Written task: Copy out the records word for word, beginning with the very first line and continuing through the line that contains "left=207, top=113, right=239, bottom=133", including that line.

Dataset extracts labeled with boxes
▼

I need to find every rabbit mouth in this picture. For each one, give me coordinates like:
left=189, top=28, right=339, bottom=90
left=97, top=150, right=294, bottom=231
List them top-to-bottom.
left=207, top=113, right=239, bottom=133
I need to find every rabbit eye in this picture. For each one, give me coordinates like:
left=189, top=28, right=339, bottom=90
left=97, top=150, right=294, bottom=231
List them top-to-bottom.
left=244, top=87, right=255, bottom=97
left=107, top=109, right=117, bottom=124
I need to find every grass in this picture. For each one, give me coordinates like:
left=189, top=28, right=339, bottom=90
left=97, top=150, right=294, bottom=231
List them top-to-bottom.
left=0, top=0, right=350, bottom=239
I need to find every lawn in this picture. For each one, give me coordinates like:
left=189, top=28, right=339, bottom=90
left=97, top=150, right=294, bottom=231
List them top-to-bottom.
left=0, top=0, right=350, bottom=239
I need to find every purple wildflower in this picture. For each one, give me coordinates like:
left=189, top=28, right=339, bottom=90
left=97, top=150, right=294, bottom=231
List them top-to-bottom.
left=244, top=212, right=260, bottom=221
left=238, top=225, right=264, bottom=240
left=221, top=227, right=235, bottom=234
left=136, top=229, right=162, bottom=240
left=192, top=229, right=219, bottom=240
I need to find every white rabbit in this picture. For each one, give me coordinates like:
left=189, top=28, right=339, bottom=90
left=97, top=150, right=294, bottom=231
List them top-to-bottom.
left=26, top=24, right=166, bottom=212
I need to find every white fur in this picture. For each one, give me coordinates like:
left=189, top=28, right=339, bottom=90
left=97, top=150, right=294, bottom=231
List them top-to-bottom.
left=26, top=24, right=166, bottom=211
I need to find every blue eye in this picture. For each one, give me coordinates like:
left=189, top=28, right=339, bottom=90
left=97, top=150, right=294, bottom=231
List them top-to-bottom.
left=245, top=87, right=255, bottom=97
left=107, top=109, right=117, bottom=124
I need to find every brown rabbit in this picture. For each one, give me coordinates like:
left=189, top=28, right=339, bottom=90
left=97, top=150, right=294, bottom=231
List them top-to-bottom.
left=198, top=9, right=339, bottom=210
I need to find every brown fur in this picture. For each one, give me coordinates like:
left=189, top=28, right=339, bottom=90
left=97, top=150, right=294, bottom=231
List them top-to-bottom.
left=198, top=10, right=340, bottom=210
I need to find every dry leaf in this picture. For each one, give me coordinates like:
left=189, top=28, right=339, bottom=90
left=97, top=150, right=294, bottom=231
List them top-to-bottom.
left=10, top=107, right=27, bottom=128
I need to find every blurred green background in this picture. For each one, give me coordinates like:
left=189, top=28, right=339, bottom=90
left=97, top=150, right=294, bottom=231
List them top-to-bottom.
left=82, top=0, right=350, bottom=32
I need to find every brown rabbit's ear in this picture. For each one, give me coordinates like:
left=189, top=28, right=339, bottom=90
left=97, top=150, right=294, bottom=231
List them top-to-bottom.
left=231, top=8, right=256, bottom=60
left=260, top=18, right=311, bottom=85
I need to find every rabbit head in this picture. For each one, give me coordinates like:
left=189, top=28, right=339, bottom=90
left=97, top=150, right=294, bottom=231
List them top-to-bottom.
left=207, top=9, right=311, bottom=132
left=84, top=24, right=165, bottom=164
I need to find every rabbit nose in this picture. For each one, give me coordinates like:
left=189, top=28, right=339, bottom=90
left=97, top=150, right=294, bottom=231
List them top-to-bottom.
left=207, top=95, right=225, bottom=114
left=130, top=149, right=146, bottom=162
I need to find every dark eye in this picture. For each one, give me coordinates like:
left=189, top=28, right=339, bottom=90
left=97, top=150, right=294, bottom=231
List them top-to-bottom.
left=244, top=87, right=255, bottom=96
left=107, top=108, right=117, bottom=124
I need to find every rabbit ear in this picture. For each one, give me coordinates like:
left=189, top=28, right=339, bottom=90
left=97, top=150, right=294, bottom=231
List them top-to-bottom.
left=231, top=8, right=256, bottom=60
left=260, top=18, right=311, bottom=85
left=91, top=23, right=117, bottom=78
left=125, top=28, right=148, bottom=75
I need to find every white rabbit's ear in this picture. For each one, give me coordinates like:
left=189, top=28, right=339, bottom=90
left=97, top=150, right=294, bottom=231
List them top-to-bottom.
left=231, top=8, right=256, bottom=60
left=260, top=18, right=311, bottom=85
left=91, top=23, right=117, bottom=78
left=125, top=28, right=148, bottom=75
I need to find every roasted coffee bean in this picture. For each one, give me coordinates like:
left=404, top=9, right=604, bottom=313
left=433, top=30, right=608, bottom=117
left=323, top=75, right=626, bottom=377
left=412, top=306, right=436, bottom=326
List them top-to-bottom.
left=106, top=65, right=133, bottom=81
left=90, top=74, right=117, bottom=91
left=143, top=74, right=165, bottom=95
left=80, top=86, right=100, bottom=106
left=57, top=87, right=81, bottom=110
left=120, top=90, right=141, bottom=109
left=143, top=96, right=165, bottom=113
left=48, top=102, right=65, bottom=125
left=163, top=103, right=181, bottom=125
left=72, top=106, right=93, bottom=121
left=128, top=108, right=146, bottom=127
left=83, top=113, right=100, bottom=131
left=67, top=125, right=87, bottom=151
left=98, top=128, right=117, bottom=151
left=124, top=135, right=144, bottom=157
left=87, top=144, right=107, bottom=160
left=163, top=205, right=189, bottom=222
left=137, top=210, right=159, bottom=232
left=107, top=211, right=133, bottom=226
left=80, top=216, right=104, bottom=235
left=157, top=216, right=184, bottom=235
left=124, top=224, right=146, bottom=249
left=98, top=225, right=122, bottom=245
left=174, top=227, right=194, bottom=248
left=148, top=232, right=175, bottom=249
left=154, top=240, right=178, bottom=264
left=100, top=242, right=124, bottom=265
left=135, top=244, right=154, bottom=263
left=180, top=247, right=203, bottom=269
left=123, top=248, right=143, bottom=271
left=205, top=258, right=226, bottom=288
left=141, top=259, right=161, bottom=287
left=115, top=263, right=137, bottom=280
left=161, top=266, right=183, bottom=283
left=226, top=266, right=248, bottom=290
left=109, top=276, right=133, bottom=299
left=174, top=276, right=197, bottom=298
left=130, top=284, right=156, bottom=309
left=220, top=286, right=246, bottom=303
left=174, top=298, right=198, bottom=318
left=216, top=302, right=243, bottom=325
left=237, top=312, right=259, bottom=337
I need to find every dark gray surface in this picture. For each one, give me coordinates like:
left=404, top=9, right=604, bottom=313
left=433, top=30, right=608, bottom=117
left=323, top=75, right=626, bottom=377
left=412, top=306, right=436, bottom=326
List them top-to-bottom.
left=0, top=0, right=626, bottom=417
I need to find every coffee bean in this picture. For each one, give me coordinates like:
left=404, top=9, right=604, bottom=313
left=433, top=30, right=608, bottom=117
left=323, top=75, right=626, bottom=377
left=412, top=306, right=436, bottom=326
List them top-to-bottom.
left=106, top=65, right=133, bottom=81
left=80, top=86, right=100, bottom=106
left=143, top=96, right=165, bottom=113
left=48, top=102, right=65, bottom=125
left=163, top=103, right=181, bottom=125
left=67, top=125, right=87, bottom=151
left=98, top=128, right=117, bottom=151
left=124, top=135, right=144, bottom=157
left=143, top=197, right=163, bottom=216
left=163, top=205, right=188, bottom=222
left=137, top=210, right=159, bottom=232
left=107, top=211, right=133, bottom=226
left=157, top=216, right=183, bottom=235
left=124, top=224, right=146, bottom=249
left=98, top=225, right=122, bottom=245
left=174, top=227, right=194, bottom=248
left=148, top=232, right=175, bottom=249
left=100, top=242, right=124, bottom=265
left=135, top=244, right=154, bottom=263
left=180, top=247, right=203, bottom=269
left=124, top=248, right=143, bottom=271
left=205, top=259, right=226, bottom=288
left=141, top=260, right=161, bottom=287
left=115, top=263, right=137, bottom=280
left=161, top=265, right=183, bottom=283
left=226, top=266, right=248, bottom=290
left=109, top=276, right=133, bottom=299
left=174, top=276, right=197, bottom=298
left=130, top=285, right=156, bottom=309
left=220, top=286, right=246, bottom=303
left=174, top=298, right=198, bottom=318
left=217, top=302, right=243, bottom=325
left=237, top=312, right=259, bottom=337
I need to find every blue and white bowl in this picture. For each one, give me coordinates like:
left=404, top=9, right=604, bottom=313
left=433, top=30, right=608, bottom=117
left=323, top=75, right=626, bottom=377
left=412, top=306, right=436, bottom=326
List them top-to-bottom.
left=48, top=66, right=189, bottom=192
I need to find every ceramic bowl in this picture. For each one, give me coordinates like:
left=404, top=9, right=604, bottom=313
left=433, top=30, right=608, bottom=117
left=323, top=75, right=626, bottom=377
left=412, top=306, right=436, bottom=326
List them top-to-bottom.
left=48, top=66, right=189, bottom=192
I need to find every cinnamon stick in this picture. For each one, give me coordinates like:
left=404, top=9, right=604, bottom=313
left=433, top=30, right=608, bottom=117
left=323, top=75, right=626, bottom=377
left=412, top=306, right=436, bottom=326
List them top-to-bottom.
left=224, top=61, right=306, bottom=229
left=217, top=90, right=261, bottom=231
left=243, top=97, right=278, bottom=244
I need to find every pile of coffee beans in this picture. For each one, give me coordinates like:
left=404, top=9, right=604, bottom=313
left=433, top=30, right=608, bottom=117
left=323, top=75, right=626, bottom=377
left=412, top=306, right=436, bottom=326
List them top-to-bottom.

▲

Problem solution:
I need to find every rabbit mouth in this picture. For each one, give me coordinates like:
left=189, top=28, right=339, bottom=90
left=97, top=150, right=294, bottom=231
List them top-to-bottom.
left=207, top=113, right=239, bottom=133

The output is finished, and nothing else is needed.